• What to work on:
**1.** Say whether each statement agrees with the assignment sheet, answering yes or no and quoting the words that decide it: (a) The paper must be five to seven pages, typed and double-spaced. (b) The first assignment called for ten pages on a single quotation. (c) A student who picks topic 7 has to discuss it in advance.
**2.** Edit the assignment sheet from "3. In Ernest" to "in this case?", changing "highest priority" to "main concern".
**3.** According to the assignment sheet, on what date is the final draft due?

── Excerpt ──

Working Draft—April 16, 2001
Final Draft—April 23, 2001

Requirements:
  • 5-7 pages, typed, double-spaced
  • MLA Format

Objective

To produce an argument about a work of literature using specific details from a chosen work as evidence.

Overview

In the first assignment, you had to write three to five pages addressing one quotation from a book. Now, you will need to write a longer paper addressing the overall story. Nonetheless, it will still be important to focus on particular quotations and scenes.

Topics

Choose one of the questions below, and develop an in-depth response to it while referring to specific events in the story. Many initial responses to these questions, when carefully worded, will serve as effective thesis statements for papers.

  1. What is most persuasive part of Virginia Woolf's argument in To the Lighthouse about the treatment of women during her time?

  2. What, according to Wilfred Owen, is the most horrifying thing about World War I?

  3. In Ernest Hemingway's The Sun Also Rises, what is the highest priority of protagonist Jake Barnes?

  4. How can a return to Native American beliefs help a character like Tayo in Leslie Marmon Silko's Ceremony? Does it in this case?

  5. What gives one character power over other characters in Harold Pinter's The Homecoming?

  6. What is the best way to learn about history in our current chaotic circumstances as depicted in Thomas Pynchon's Crying of Lot 49?

  7. Answer a question of your own choosing. Discuss it with me in advance.

Some Writing Tips

  1. Develop an arguable and interesting thesis statement that applies directly to the question you have chosen to answer.

    Example:

    ARGUABLE THESIS (for a different assignment):
    Leslie Marmon Silko argues in Ceremony that the history of colonization dooms everyone in the United States to violence and misery.

    NOT AN ARGUABLE THESIS:
    Ceremony is about a man who returns home from World War II and cannot reconnect with his origins.

    ARGUABLE THESIS (again, for a different assignment): The characters in The Sun Also Rises seek structure in bullfights but ultimately fail to make sense of the fragmented world around them in the wake of World War I.

    ARGUABLE, BUT IT DOES NOT ADDRESS THE ASSIGNMENT: Recovering from the trauma of war is difficult.

  2. Organize your argument around this thesis statement. Think of between two and four sub-points and structure your argument around them.

───
── Data entries ──

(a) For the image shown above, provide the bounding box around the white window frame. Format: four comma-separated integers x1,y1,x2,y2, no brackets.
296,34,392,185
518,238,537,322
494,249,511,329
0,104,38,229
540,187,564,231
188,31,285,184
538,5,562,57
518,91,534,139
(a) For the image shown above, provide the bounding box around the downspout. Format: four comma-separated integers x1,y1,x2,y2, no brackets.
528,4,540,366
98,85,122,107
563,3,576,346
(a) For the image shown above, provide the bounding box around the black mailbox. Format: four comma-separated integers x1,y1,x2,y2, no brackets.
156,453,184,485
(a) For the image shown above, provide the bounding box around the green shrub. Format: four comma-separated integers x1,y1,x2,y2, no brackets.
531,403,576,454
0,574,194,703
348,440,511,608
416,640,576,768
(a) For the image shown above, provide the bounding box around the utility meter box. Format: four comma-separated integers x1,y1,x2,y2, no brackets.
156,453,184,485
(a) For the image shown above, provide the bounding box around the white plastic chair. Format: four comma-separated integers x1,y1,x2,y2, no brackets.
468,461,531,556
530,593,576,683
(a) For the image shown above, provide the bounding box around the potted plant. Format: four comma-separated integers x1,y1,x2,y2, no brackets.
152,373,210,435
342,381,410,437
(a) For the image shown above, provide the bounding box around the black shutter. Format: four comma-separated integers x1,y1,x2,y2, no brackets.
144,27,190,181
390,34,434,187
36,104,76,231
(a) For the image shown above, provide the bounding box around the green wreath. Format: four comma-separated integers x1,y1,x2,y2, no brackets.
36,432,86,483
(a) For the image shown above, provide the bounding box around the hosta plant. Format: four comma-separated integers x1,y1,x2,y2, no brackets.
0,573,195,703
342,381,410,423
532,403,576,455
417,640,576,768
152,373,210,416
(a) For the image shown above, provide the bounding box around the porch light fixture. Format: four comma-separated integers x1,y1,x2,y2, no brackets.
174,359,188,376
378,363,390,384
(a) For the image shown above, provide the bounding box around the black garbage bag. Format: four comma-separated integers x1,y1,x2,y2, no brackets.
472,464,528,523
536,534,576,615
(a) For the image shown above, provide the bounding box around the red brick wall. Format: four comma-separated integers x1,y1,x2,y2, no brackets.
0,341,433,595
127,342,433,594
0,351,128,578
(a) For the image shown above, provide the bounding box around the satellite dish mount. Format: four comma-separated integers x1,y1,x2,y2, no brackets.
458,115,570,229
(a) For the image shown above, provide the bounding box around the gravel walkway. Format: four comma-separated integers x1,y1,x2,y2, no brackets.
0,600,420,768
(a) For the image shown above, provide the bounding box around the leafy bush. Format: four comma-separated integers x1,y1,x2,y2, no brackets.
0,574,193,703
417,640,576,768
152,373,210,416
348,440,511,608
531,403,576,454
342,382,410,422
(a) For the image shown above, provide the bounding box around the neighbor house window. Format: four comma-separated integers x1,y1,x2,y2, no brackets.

───

• Outputs for the tasks:
**1.**
(a) Yes: "5-7 pages, typed, double-spaced"
(b) No: "you had to write three to five pages addressing one quotation from a book"
(c) Yes: "Discuss it with me in advance."

**2.**
3. In Ernest Hemingway's The Sun Also Rises, what is the main concern of protagonist Jake Barnes?

  4. How can a return to Native American beliefs help a character like Tayo in Leslie Marmon Silko's Ceremony? Does it in this case?

**3.** April 23, 2001